Written problem |
Pick out each line in the rows below that contains the word "distant", and copy those lines.

Exercise input |
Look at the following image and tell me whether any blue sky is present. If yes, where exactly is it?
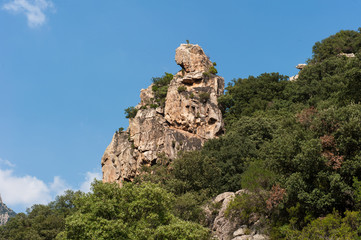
[0,0,361,212]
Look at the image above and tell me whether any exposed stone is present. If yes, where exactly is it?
[175,44,212,72]
[101,44,224,185]
[204,189,268,240]
[233,225,248,237]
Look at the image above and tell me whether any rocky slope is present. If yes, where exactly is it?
[204,189,269,240]
[0,196,16,226]
[101,44,224,186]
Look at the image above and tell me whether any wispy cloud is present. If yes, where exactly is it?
[0,169,51,207]
[2,0,54,28]
[0,163,101,211]
[0,158,15,168]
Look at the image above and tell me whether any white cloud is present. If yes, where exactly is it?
[50,176,71,195]
[2,0,54,28]
[80,172,102,192]
[0,158,15,168]
[0,158,102,212]
[0,169,51,207]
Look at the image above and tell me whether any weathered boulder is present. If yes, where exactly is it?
[175,44,212,72]
[204,189,269,240]
[101,44,224,185]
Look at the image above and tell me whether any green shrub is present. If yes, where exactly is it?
[152,73,173,107]
[124,107,138,118]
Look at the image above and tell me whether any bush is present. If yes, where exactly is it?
[152,73,173,107]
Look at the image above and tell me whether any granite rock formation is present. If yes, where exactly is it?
[204,189,269,240]
[0,196,16,226]
[101,44,224,186]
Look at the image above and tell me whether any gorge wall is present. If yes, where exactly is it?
[101,44,224,186]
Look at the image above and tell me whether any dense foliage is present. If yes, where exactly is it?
[0,190,82,240]
[0,28,361,239]
[152,73,173,107]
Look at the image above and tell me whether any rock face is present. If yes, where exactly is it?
[101,44,224,186]
[0,196,16,226]
[204,190,269,240]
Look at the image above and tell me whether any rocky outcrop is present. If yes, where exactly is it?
[338,53,356,58]
[204,190,269,240]
[101,44,224,185]
[0,196,16,226]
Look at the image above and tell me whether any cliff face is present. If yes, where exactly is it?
[0,196,16,226]
[101,44,224,185]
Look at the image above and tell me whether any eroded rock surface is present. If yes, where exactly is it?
[204,189,269,240]
[101,44,224,185]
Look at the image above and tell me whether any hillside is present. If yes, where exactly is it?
[0,29,361,240]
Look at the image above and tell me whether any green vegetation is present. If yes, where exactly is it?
[152,73,173,107]
[178,85,187,93]
[0,28,361,239]
[310,28,361,63]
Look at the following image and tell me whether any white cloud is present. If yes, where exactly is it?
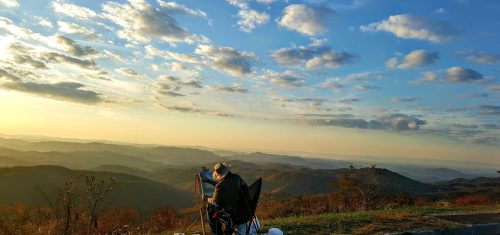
[195,45,258,77]
[52,0,98,20]
[0,0,19,8]
[257,70,305,88]
[445,67,493,84]
[226,0,248,9]
[34,16,54,28]
[207,83,248,93]
[57,21,101,40]
[488,85,500,93]
[386,50,439,69]
[317,78,344,92]
[257,0,278,4]
[102,0,199,43]
[144,45,199,64]
[237,10,270,33]
[55,36,98,56]
[269,42,357,68]
[410,71,438,84]
[278,4,334,36]
[226,0,270,33]
[0,16,33,38]
[360,14,457,42]
[457,51,500,64]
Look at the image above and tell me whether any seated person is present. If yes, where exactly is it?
[203,162,244,235]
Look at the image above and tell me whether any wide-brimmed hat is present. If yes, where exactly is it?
[213,162,231,180]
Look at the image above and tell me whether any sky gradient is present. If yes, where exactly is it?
[0,0,500,162]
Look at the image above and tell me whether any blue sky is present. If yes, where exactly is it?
[0,0,500,161]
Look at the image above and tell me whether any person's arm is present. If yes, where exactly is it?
[201,177,218,186]
[212,183,224,206]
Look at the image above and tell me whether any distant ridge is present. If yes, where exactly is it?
[0,166,192,210]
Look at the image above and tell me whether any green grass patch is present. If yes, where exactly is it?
[262,204,500,234]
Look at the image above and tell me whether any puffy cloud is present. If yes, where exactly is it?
[445,67,492,83]
[144,45,199,64]
[360,14,457,42]
[195,45,258,77]
[257,0,278,4]
[457,51,500,64]
[272,97,331,112]
[342,72,385,82]
[478,105,500,115]
[488,85,500,93]
[269,43,357,68]
[278,4,335,36]
[154,76,203,97]
[52,0,98,20]
[318,78,344,92]
[354,85,380,91]
[34,16,54,28]
[0,69,103,104]
[158,0,207,17]
[102,0,198,43]
[386,50,439,69]
[226,0,248,9]
[257,70,305,88]
[0,16,33,38]
[227,0,270,33]
[389,97,420,103]
[339,97,361,104]
[410,71,438,84]
[57,21,101,40]
[308,114,426,131]
[208,84,248,93]
[237,9,270,33]
[56,36,98,56]
[0,0,19,8]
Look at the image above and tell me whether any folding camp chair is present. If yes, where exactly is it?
[218,178,262,235]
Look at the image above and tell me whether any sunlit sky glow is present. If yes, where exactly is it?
[0,0,500,162]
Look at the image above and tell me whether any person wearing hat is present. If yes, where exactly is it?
[201,162,245,235]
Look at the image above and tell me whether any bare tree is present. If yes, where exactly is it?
[85,176,116,234]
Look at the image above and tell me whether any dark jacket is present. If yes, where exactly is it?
[213,172,242,210]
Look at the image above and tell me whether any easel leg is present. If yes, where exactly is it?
[200,209,205,235]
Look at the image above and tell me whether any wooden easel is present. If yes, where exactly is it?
[181,174,208,235]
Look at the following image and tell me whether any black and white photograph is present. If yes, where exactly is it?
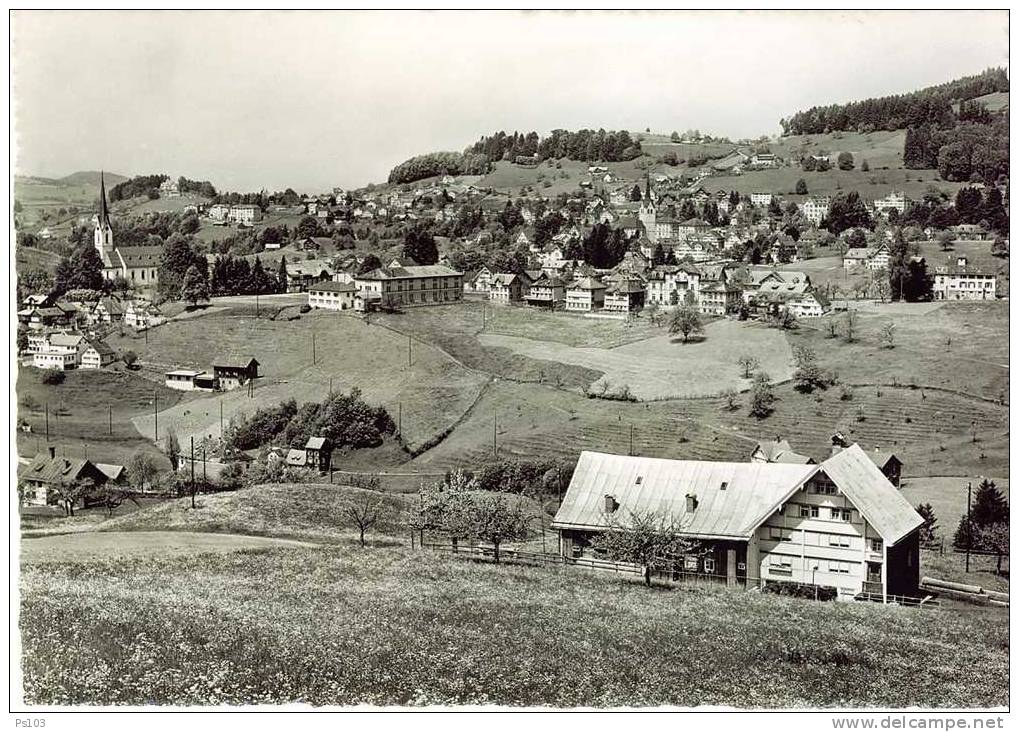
[8,8,1011,717]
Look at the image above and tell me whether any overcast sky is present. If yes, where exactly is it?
[12,11,1008,192]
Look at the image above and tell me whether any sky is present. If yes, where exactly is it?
[11,11,1009,193]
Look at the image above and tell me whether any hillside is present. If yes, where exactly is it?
[20,533,1009,709]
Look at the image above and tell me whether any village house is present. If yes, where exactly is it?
[78,338,117,369]
[872,191,910,216]
[566,276,606,312]
[603,277,645,313]
[800,196,832,226]
[212,356,260,391]
[647,264,700,307]
[552,445,923,602]
[32,332,87,371]
[308,281,358,310]
[526,272,567,310]
[17,446,124,508]
[354,264,464,311]
[464,265,495,295]
[933,257,998,300]
[488,272,532,305]
[697,280,743,315]
[124,300,163,330]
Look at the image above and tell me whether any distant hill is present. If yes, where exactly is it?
[781,68,1009,135]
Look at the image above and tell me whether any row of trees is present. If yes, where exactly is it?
[467,129,641,162]
[781,68,1009,135]
[227,388,396,450]
[388,152,491,184]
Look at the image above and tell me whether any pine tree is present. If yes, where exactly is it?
[276,254,287,293]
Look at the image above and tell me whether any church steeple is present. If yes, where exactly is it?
[99,170,110,227]
[92,170,113,256]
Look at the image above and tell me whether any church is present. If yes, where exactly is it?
[93,172,163,290]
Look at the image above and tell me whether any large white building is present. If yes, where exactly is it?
[933,257,998,300]
[552,445,923,600]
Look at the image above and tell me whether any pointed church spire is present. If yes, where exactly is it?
[99,170,110,227]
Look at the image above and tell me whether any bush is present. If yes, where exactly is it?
[42,371,66,386]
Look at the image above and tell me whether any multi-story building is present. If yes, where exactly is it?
[873,191,910,216]
[552,445,923,602]
[354,264,464,311]
[308,281,358,310]
[933,257,998,300]
[800,196,832,226]
[698,280,743,315]
[647,264,700,307]
[566,277,606,312]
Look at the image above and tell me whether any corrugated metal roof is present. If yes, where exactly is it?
[820,445,923,545]
[552,451,815,538]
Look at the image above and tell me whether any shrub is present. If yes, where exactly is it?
[42,371,66,386]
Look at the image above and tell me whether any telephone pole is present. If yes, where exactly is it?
[192,434,195,509]
[966,480,973,574]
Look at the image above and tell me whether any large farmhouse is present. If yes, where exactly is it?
[552,445,923,600]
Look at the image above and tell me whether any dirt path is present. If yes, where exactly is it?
[21,531,316,564]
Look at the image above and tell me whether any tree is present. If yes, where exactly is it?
[53,478,96,516]
[842,310,857,344]
[180,260,208,307]
[750,371,775,419]
[358,254,382,274]
[970,478,1009,527]
[276,254,289,293]
[593,511,695,587]
[821,191,873,234]
[793,346,828,394]
[404,224,439,264]
[736,354,760,378]
[668,304,704,343]
[340,487,390,546]
[163,428,180,472]
[880,322,895,349]
[127,450,159,490]
[916,504,937,546]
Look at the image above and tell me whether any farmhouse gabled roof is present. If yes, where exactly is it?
[552,451,815,539]
[820,445,923,545]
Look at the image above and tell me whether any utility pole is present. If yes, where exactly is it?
[966,480,973,574]
[192,434,195,509]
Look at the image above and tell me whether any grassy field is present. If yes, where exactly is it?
[478,320,793,400]
[16,368,182,468]
[20,545,1009,708]
[110,311,485,456]
[790,301,1009,411]
[97,483,411,543]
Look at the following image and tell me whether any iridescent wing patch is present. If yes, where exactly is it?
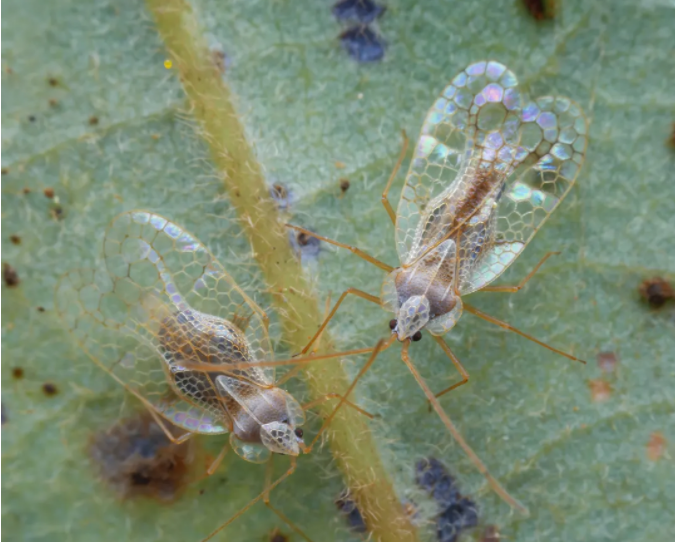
[460,96,588,295]
[396,62,587,294]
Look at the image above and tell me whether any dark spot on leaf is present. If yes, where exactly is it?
[335,489,368,533]
[588,379,612,403]
[639,277,675,309]
[42,382,59,397]
[415,457,478,542]
[89,413,195,502]
[340,26,386,63]
[49,203,65,220]
[2,263,21,288]
[597,352,619,373]
[288,230,321,261]
[340,179,351,194]
[332,0,387,24]
[523,0,558,21]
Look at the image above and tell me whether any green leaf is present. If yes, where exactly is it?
[2,0,675,541]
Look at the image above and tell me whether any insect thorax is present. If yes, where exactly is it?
[157,309,264,417]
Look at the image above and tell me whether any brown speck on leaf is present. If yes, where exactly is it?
[523,0,558,21]
[2,263,21,288]
[42,382,59,397]
[647,431,668,461]
[211,49,226,73]
[596,352,619,374]
[272,183,288,199]
[297,231,311,247]
[639,277,675,309]
[588,380,612,403]
[340,179,351,194]
[89,412,194,502]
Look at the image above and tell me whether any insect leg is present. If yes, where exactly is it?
[263,455,312,542]
[206,443,230,476]
[286,224,394,272]
[382,130,409,225]
[432,335,469,399]
[141,402,194,444]
[401,340,529,515]
[464,303,586,365]
[301,288,380,354]
[201,457,296,542]
[480,251,560,293]
[302,335,396,454]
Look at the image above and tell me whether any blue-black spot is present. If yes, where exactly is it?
[415,457,478,542]
[332,0,387,24]
[340,26,386,63]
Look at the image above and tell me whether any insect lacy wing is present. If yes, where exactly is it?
[396,61,523,266]
[104,211,274,384]
[55,269,229,434]
[459,96,588,295]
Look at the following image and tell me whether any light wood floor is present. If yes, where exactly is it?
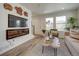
[19,38,71,56]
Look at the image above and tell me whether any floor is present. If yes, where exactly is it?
[19,39,71,56]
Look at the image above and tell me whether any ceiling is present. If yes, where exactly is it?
[21,3,79,15]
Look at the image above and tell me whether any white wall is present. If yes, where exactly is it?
[0,4,33,51]
[32,10,77,34]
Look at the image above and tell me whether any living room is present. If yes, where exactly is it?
[0,3,79,56]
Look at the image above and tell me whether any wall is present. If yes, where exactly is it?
[32,16,45,34]
[0,4,33,52]
[32,10,77,34]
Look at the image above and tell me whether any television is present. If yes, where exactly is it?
[8,14,28,27]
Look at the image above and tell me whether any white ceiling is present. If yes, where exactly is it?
[22,3,79,14]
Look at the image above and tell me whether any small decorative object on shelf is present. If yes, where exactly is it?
[24,11,28,16]
[15,7,23,15]
[3,3,13,11]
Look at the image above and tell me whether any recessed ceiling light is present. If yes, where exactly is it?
[62,8,64,10]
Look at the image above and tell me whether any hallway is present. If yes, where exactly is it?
[19,39,71,56]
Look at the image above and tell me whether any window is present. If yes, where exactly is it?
[56,16,66,31]
[46,18,53,30]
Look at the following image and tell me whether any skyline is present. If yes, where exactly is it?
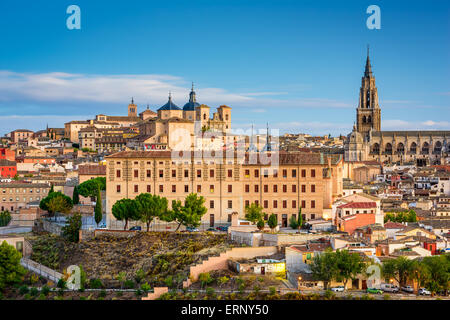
[0,1,450,136]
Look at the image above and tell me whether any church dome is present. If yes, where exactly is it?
[158,94,181,111]
[183,83,200,111]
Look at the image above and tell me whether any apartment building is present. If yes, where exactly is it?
[106,151,343,226]
[0,182,50,213]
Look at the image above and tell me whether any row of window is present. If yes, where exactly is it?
[2,188,46,193]
[2,197,40,202]
[116,184,316,193]
[116,169,316,178]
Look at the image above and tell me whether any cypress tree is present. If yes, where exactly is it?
[94,188,102,226]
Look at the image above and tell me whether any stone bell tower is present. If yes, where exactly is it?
[356,47,381,137]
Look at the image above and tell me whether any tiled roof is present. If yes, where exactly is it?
[338,202,377,209]
[78,164,106,175]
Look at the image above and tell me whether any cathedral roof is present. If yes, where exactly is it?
[158,93,181,111]
[183,83,200,111]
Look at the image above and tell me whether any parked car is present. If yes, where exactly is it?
[331,286,345,292]
[381,283,399,293]
[402,286,414,293]
[367,288,383,294]
[419,288,431,296]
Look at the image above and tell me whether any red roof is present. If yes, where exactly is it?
[338,202,377,209]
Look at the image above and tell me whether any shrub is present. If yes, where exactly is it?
[141,282,152,293]
[98,289,106,298]
[41,286,50,296]
[56,279,67,289]
[89,278,103,289]
[123,280,135,289]
[19,286,30,295]
[30,287,39,297]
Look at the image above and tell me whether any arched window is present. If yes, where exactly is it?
[434,141,442,154]
[422,142,430,154]
[409,142,417,154]
[384,143,392,154]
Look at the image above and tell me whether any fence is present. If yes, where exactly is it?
[20,258,63,283]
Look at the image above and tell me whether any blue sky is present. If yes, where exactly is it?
[0,0,450,135]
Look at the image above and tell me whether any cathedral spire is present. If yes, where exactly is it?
[364,45,372,77]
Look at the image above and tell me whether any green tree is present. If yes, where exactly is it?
[289,216,298,229]
[381,257,415,286]
[245,203,264,224]
[0,210,12,227]
[135,193,168,232]
[0,241,26,290]
[335,250,365,288]
[311,250,339,290]
[94,186,103,226]
[256,219,265,230]
[171,193,208,231]
[62,212,82,242]
[111,199,139,230]
[72,186,80,204]
[297,207,303,229]
[78,177,106,197]
[267,213,278,232]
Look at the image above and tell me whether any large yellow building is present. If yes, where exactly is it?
[106,151,343,226]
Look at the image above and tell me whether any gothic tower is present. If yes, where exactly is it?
[356,47,381,137]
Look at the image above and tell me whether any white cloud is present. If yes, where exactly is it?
[0,70,352,108]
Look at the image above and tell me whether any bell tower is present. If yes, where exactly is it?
[356,46,381,136]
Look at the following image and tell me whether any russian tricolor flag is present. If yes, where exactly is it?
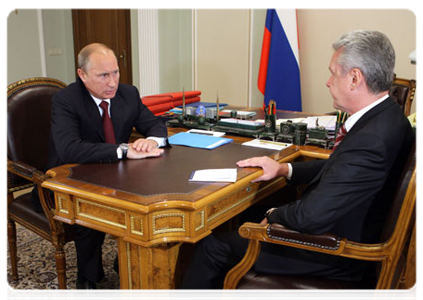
[258,8,302,111]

Response to the exercise |
Look at the image above and tell me whether any distant ridge is present. If yes, where exactly is it?
Look at the image above and tell me whether any distant hill is present. If yes, where exactly is it?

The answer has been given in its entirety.